> [SELECTED EXCERPT]:
────────────────────

3 of 43 comments (clear)

  1. This is NOT a land breaking ruling by Stan92057 · · Score: 5, Informative

    This is NOT a land breaking ruling, why in gods good name would the poster say this?? Fact: Abstract Ideas were Never patentable. It has always been the law, so the headline is totally wrong. The main number 1 problem that needs to be cleaned up is the Patent Office they are creating this unnecessary lawsuits, wasted billions because they haven't an idea what an Abstract Idea is? I just don't believe that they are that stupid. This is all IMO but the fact remains Abstract Ideas were never patentable.

    --
    Jack of all trades,master of none
  2. Software Patents Are Just Wrong by mschwanke97402 · · Score: 5, Interesting

    If software patents were around back in the 80's then IBM would have patented the hell out of the PC and its BIOS. Only IBM would be making them to this day and they'd cost $5000 for a base model. Only major corporations and well heeled geeks would own them. The Internet would likely still be DarpaNet and I could go on and on. If anyone recollects, IBM's BIOS was reverse engineered, legally, as it was only copied by copyright, as is reasonable and proper. The people that read the code described it and people who had never seen the IBM code wrote their own code to behave similarly, again, all very reasonable and legal. The processor your code runs on is the invention. Your code is your art or writing that makes the processor sing. If I can make my code sing a similar song without copying yours then that's as should be. Code should be copyright-able as are words in a book. Just because you write a clever whodunit does not mean that no one can ever write another!

  3. Re:Patent the invention by harperska · · Score: 5, Informative

    This case was specifically about whether adding "on a computer" would make something patentable that is otherwise not, but it does have wide implications beyond software patents, including possibly business-method patents.

    The things that are by their very existence unpatentable are abstract ideas, and things preexisting in nature (possibly among other things that I am not remembering). This ruling was actually more wide reaching than the red hat article suggested, because it establishes tests specifically to be used in the future and not making it so narrow as they like to do, so that the ruling would only apply to the case at hand.

────────────────────

> [RECORDS]:
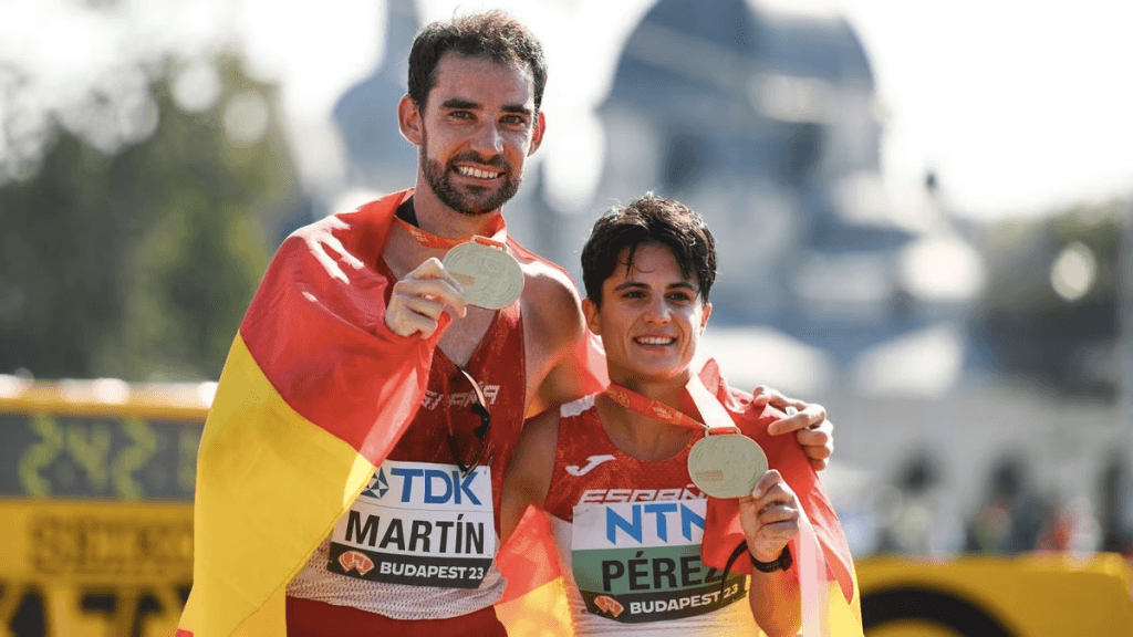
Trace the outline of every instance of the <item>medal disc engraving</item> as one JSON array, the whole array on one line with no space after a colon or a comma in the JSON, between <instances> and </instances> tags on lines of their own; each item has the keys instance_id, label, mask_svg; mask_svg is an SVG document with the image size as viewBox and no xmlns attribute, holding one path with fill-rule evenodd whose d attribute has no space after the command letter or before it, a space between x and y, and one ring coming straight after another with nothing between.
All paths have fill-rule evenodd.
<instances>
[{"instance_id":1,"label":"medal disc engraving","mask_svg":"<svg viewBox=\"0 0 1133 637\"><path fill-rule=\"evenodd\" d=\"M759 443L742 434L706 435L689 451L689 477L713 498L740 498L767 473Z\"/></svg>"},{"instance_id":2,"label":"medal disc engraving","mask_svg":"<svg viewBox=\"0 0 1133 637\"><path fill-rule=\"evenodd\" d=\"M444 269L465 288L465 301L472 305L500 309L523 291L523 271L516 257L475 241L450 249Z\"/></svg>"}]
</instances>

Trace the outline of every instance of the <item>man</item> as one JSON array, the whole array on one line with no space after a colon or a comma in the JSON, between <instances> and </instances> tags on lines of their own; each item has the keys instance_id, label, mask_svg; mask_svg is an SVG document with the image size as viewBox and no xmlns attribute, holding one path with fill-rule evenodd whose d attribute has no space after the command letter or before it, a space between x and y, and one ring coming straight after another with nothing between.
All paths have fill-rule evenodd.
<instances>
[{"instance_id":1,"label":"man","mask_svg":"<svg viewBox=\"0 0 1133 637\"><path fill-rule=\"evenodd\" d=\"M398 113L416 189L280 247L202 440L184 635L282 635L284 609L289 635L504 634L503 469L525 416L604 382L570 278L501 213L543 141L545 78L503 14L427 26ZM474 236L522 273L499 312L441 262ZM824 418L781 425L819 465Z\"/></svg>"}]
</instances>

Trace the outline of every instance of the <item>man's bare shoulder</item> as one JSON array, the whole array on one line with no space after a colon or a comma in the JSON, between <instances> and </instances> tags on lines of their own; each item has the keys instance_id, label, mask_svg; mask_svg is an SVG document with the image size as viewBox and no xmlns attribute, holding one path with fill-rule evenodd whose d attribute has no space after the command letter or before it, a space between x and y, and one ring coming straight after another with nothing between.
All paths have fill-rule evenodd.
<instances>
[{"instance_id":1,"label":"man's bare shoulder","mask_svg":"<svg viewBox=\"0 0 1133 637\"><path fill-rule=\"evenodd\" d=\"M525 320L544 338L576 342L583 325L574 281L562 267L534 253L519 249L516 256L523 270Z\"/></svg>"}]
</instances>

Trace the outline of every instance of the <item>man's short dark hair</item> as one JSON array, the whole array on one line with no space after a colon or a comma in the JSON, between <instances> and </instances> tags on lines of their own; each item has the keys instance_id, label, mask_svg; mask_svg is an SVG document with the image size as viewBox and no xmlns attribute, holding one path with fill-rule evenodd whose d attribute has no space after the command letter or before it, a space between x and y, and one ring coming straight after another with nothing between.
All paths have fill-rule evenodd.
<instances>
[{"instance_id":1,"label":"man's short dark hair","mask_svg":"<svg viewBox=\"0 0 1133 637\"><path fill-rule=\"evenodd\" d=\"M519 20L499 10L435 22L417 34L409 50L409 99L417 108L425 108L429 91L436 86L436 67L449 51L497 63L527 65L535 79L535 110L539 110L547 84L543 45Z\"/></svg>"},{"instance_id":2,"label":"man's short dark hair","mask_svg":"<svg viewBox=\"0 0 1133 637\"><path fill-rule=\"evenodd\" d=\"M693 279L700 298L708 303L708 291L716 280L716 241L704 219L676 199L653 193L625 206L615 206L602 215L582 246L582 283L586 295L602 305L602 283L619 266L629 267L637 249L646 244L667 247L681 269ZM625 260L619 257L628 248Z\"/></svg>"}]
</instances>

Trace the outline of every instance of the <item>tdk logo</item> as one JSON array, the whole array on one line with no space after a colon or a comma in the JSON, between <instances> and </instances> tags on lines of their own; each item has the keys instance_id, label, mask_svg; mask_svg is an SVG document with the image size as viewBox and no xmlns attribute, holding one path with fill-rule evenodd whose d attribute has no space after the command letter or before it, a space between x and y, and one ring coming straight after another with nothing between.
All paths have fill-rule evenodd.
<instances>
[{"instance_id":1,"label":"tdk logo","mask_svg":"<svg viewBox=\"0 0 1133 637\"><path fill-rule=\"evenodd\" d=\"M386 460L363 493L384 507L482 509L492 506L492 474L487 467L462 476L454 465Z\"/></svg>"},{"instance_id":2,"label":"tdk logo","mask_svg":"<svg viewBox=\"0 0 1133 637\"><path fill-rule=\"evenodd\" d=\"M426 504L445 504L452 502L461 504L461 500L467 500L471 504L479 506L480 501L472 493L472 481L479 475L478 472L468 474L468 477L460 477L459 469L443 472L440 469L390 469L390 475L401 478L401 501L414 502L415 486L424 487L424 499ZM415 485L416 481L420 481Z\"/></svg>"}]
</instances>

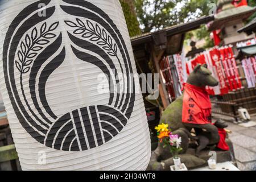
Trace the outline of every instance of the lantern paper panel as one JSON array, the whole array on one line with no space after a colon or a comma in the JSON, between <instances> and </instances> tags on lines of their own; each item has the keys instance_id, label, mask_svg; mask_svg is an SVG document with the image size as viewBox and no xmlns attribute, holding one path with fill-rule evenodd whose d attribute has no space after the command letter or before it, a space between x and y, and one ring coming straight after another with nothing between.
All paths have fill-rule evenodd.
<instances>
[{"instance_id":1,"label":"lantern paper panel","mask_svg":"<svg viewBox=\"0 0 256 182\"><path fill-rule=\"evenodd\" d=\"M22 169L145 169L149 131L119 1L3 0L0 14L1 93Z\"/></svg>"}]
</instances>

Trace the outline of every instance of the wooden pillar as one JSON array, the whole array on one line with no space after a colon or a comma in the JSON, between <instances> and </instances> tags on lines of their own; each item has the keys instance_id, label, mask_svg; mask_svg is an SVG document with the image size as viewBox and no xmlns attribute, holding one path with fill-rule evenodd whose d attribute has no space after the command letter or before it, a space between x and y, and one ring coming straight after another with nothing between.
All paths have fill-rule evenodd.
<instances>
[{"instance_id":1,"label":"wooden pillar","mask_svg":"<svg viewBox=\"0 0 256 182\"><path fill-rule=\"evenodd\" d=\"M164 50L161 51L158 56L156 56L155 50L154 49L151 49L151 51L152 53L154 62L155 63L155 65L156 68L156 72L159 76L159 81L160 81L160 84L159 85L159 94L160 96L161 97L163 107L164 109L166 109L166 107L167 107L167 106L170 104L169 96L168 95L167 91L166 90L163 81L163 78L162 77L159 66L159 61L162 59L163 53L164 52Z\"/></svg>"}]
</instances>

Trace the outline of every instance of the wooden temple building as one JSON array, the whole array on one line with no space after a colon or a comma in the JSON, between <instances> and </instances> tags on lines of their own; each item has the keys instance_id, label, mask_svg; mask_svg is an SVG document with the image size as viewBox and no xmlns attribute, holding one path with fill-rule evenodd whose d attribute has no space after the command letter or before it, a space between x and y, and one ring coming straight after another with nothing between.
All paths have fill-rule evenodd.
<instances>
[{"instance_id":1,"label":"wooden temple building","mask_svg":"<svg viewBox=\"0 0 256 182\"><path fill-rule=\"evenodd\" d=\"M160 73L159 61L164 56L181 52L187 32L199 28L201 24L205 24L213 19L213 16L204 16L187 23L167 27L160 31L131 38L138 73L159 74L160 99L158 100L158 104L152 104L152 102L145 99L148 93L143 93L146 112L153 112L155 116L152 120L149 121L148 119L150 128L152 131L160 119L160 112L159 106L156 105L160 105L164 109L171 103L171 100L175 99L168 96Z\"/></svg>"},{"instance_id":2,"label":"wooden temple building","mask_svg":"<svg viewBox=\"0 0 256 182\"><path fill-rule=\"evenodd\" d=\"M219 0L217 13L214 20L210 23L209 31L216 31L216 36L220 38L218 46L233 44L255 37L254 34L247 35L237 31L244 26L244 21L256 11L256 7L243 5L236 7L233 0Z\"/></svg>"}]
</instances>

────────────────────

> [TASK TO COMPLETE]:
Sum up the comment thread in three sentences. The items were taken from a different source than the comment thread.

> [RESULT]:
One commenter says the ruling is not groundbreaking because abstract ideas were never patentable, and blames the Patent Office for causing needless lawsuits. Another argues that software patents are wrong: if they had existed in the 80's, only IBM would still be making PCs, and code should instead be protected by copyright like the words in a book. A third explains that the case was about whether adding "on a computer" makes something patentable that otherwise is not, and says the ruling reaches further than suggested because it sets tests to be used in the future.